Saved data entries:
◆ ◆ ◆ ◆ ◆ ◆ ◆

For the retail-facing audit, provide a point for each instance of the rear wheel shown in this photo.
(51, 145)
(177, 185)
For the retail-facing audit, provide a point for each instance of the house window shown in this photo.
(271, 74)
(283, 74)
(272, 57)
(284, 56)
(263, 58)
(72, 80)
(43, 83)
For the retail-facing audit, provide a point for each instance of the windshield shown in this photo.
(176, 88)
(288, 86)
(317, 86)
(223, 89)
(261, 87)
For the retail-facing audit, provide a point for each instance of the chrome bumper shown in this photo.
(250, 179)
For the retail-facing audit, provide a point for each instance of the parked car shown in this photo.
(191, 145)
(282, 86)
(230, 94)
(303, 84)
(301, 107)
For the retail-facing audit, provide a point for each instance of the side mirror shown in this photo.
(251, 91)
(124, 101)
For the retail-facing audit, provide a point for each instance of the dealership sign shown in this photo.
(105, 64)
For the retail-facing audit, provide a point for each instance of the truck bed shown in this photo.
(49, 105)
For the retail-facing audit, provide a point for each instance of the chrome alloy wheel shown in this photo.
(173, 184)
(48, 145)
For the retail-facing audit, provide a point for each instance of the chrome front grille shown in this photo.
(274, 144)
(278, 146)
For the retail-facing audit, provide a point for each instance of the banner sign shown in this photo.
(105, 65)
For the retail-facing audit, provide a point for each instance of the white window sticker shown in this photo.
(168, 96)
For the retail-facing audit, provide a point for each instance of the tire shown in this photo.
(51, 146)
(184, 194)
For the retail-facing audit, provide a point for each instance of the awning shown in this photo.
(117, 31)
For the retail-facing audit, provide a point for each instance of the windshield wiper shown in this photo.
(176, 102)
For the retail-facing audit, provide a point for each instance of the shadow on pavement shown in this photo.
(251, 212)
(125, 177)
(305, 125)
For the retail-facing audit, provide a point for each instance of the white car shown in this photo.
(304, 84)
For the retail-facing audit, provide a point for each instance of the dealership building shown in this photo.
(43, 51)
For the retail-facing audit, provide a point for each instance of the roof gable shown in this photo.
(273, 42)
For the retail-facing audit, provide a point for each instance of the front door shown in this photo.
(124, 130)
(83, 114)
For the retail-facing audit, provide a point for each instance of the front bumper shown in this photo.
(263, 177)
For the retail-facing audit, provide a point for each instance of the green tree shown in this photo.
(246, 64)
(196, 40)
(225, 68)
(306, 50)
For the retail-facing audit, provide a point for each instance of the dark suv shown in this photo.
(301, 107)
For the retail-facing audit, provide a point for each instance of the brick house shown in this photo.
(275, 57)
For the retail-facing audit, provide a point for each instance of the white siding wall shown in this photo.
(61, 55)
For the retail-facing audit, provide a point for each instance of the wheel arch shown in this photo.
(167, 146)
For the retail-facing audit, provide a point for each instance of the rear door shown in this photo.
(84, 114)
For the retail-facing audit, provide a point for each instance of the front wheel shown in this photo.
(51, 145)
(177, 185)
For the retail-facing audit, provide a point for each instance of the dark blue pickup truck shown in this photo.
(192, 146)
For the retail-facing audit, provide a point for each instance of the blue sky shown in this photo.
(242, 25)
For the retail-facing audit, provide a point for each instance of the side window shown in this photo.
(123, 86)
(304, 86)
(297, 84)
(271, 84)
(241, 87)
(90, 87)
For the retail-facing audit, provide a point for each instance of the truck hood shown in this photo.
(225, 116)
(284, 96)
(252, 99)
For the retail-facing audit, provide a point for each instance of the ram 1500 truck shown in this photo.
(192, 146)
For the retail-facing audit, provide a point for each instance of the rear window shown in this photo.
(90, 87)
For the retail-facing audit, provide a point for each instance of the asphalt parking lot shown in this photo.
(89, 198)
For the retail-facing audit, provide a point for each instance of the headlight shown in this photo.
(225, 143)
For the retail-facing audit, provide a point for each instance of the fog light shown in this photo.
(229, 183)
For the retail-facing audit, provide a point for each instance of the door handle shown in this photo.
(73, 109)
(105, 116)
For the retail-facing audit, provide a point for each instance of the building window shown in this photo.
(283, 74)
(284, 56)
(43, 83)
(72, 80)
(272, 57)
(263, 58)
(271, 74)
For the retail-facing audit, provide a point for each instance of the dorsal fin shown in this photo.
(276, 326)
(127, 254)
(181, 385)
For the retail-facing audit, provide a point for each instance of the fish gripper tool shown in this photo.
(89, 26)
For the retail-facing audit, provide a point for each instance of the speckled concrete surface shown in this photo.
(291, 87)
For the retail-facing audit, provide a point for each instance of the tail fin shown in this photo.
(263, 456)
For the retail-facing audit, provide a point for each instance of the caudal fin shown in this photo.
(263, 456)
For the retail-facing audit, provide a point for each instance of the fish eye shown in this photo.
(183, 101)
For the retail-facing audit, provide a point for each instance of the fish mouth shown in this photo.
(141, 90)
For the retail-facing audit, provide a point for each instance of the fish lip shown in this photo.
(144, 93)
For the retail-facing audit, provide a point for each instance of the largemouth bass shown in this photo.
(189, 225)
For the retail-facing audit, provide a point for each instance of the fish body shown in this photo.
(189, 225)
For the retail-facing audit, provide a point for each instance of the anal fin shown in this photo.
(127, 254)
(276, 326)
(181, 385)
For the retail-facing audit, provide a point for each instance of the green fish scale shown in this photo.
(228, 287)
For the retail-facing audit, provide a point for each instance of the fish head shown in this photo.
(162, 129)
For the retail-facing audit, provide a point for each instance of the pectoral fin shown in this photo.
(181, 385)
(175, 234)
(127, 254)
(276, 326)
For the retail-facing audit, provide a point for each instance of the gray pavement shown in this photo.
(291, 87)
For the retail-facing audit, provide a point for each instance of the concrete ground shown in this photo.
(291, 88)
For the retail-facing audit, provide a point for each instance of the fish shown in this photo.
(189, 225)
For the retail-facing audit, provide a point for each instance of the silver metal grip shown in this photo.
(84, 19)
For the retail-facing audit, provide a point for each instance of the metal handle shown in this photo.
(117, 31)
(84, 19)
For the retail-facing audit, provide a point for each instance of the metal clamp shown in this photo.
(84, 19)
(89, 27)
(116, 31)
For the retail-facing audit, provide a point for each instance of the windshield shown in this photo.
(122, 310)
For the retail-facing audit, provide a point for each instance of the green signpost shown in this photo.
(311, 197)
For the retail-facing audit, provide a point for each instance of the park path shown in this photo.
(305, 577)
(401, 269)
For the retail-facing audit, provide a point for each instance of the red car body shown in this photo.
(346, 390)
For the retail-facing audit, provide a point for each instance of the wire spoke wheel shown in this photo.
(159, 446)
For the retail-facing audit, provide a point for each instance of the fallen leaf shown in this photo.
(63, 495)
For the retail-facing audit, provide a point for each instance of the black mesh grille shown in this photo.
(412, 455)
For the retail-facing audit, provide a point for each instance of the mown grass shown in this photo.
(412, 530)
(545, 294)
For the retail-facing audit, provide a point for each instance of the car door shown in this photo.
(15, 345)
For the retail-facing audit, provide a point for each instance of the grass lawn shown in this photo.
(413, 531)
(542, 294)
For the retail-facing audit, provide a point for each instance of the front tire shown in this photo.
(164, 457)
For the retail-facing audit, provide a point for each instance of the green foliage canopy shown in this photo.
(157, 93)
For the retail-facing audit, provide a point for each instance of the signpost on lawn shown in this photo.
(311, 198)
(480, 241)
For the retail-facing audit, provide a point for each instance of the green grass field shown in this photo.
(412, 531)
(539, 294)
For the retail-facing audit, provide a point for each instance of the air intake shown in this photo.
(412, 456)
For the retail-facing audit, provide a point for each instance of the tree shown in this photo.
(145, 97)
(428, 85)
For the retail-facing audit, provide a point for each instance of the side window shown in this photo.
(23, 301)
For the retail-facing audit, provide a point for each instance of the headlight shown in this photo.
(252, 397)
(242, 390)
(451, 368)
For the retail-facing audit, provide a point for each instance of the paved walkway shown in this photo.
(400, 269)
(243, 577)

◆ ◆ ◆ ◆ ◆ ◆ ◆

Produce a verbatim transcription of the entries above.

For the retail-facing audit, provide a point for each instance of the rear wheel shown in this photo.
(51, 145)
(177, 185)
For the retail-facing audit, provide a point for each instance of the house window shown in this photo.
(271, 74)
(283, 74)
(272, 57)
(284, 56)
(263, 58)
(72, 80)
(43, 83)
For the retail-facing audit, provide a point for each instance of the windshield shown in this photo.
(176, 88)
(288, 86)
(317, 86)
(223, 89)
(261, 87)
For the retail-facing audit, provide a point for each instance of the chrome bumper shown in this photo.
(250, 179)
For the retail-facing audit, provide a point for each instance of the parked car shown in this photo.
(191, 145)
(282, 86)
(230, 94)
(303, 84)
(301, 107)
For the retail-facing audit, provide a point for each instance of the side mirror shown in this photo.
(251, 91)
(124, 101)
For the retail-facing audit, provide a point for each instance of the dealership sign shown in this photo.
(105, 64)
For the retail-facing audit, provide a point for each instance of the truck bed shown in this photo.
(49, 105)
For the retail-facing audit, provide a point for each instance of the chrome alloy wheel shown in this photo.
(173, 184)
(48, 145)
For the retail-facing audit, provide a point for each instance of the chrome front grille shown in this photo.
(274, 144)
(278, 146)
For the retail-facing audit, provide a point for each instance of the banner sign shown in this photo.
(105, 65)
For the retail-facing audit, provide a point for each instance of the white window sticker shown in this photo.
(168, 96)
For the retail-facing audit, provide a point for each instance of the tire shown in this photo.
(51, 146)
(184, 194)
For the retail-facing audit, provide a point for each instance of the awning shown in this photo.
(117, 31)
For the retail-facing audit, provide a point for each instance of the windshield wiper shown in this photo.
(176, 102)
For the retail-facing audit, provide a point for each instance of the shadow on pavement shown in this photo.
(251, 212)
(125, 177)
(305, 125)
For the retail-facing audit, provide a point for each instance of the white car shown in this photo.
(304, 84)
For the retail-facing audit, provide a point for each instance of the dealership building shown in this photo.
(43, 51)
For the retail-facing audit, provide a point for each instance of the roof gable shown in this photo.
(273, 42)
For the retail-facing audit, provide a point for each instance of the front door shown in this photo.
(124, 130)
(83, 114)
For the retail-facing audit, provide a point for each instance of the front bumper shown in this photo.
(263, 177)
For the retail-facing audit, provide a point for each instance of the green tree shown in this photo.
(246, 64)
(196, 40)
(225, 68)
(306, 50)
For the retail-facing audit, provide a point for each instance of the dark suv shown in this photo.
(301, 107)
For the retail-facing audit, provide a point for each instance of the brick house shown in this photo.
(275, 57)
For the retail-facing audit, provide a point for each instance of the white siding wall shown in this photo.
(61, 55)
For the retail-facing audit, provide a point for each instance of the wheel arch shown in this photo.
(167, 146)
For the retail-facing audit, provide a point for each instance of the rear door shown in this photo.
(84, 114)
For the retail-facing audit, provide a point for each instance of the front wheel shown in this photo.
(51, 145)
(177, 185)
For the retail-facing audit, provide a point for each instance of the dark blue pickup truck shown in this photo.
(192, 146)
For the retail-facing audit, provide a point for each instance of the blue sky shown in this photo.
(242, 25)
For the retail-facing audit, provide a point for each instance of the side window shown in this photo.
(123, 86)
(304, 86)
(297, 84)
(271, 84)
(241, 87)
(90, 87)
For the retail-facing audit, provide a point for each instance of the truck hood shown in this photo.
(225, 116)
(284, 96)
(252, 99)
For the retail-facing audit, provide a point for each instance of the ram 1500 truck shown in this photo.
(192, 146)
For the retail-facing audit, provide a point for each instance of the rear window shown in this photo.
(90, 87)
For the retail-facing audit, provide a point for each instance of the asphalt parking lot shown in this photo.
(89, 198)
For the retail-facing audit, provide a point for each instance of the headlight shown in this photo.
(225, 143)
For the retail-facing audit, provide a point for each instance of the fog light shown in this photo.
(229, 183)
For the retail-facing audit, provide a point for each instance of the door handle shown in this photo.
(73, 109)
(105, 116)
For the retail-facing audit, provide a point for each instance of the building window shown in this photo.
(283, 74)
(284, 56)
(43, 83)
(72, 80)
(272, 57)
(263, 58)
(271, 74)
For the retail-facing audit, provide a point for each instance of the dorsal fin shown in this photo.
(276, 326)
(127, 254)
(181, 385)
For the retail-facing audit, provide a point for each instance of the fish gripper tool shown in this photo.
(89, 26)
For the retail-facing audit, provide a point for each instance of the speckled concrete surface shown in this photo.
(291, 87)
For the retail-facing audit, provide a point for each instance of the tail fin shown in this photo.
(263, 456)
For the retail-facing audit, provide a point for each instance of the caudal fin shown in this photo.
(263, 456)
For the retail-facing audit, provide a point for each instance of the fish eye shown in this photo.
(183, 101)
For the retail-facing audit, provide a point for each instance of the fish mouth shown in this photo.
(141, 90)
For the retail-facing audit, provide a point for each instance of the fish lip shown in this photo.
(144, 93)
For the retail-facing audit, provide a point for each instance of the largemouth bass shown in this photo.
(189, 225)
For the retail-facing audit, provide a point for each instance of the fish body shown in this photo.
(189, 225)
For the retail-facing audit, provide a point for each instance of the anal fin shown in this photo.
(127, 254)
(276, 326)
(181, 385)
For the retail-facing audit, provide a point for each instance of the green fish scale shown in this photo.
(228, 287)
For the retail-facing audit, provide a point for each instance of the fish head shown in this photo.
(162, 129)
For the retail-facing audit, provide a point for each instance of the pectoral fin shown in this photo.
(181, 385)
(175, 234)
(127, 254)
(276, 326)
For the retail-facing audit, provide a point for each instance of the gray pavement shown in this photo.
(291, 87)
For the retail-facing audit, provide a point for each instance of the concrete ground shown in this photo.
(291, 88)
For the retail-facing audit, provide a point for each instance of the fish shown in this photo.
(189, 225)
For the retail-facing audit, provide a point for each instance of the silver metal grip shown in this photo.
(84, 19)
For the retail-facing audit, provide a point for each instance of the metal handle shown in this photo.
(117, 31)
(84, 19)
For the retail-facing audit, provide a point for each instance of the metal clamp shown in this photo.
(84, 19)
(89, 27)
(116, 31)
For the retail-facing audit, provide a point for each instance of the windshield shown in this photo.
(122, 310)
For the retail-facing audit, provide a point for each instance of the green signpost shown in this photo.
(311, 197)
For the retail-facing audit, provide a point for each instance of the park path shown in this photo.
(305, 577)
(401, 269)
For the retail-facing audit, provide a point for each instance of the red car body shown in this photo.
(346, 390)
For the retail-facing audit, provide a point for each instance of the wire spoke wheel shown in this photo.
(159, 446)
For the retail-facing audit, provide a point for each instance of the fallen leaf shown in this photo.
(63, 495)
For the retail-facing audit, provide a point for each instance of the black mesh grille shown in this photo.
(412, 455)
For the retail-facing audit, provide a point for each instance of the mown grass shown in this photo.
(412, 530)
(545, 294)
For the retail-facing audit, provide a point for each instance of the car door shown in this photo.
(15, 345)
For the retail-facing audit, provide a point for each instance of the grass lawn shown in this photo.
(413, 531)
(542, 294)
For the retail-facing audit, provide a point for each instance of the front tire shown in this photo.
(164, 457)
For the retail-facing audit, provide a point for each instance of the green foliage canopy shown in this photo.
(157, 93)
For the retail-facing audit, provide a point for each instance of the signpost on lawn shown in this photo.
(311, 198)
(480, 241)
For the retail-facing audit, provide a point for each instance of the green grass field shown in this photo.
(412, 531)
(539, 294)
For the retail-facing audit, provide a point for each instance of the air intake shown in this photo.
(412, 456)
For the retail-facing audit, provide a point for each instance of the tree shown in this photo.
(145, 97)
(428, 85)
For the retail-facing audit, provide a point for each instance of the side window shown in this photo.
(23, 301)
For the retail-facing audit, provide a point for each instance of the headlight shown in this photo.
(252, 397)
(242, 390)
(451, 368)
For the retail-facing audit, provide a point for each instance of the paved walkway shown in this photo.
(400, 269)
(243, 577)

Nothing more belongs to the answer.